GIVEN PROBLEM:
Please set down every line of the listing below without changing a character, and leave the pictures out.
^^^^^^^^^^^^^^^^
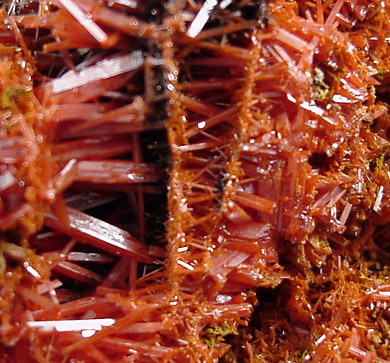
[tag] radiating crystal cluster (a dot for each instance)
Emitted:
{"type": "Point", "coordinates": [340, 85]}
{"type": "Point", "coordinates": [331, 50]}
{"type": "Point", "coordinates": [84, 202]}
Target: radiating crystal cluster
{"type": "Point", "coordinates": [194, 181]}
^^^^^^^^^^^^^^^^
CORRECT RESULT:
[tag] radiating crystal cluster (a dot for each instance)
Emitted:
{"type": "Point", "coordinates": [340, 85]}
{"type": "Point", "coordinates": [331, 50]}
{"type": "Point", "coordinates": [84, 202]}
Target: radiating crystal cluster
{"type": "Point", "coordinates": [194, 181]}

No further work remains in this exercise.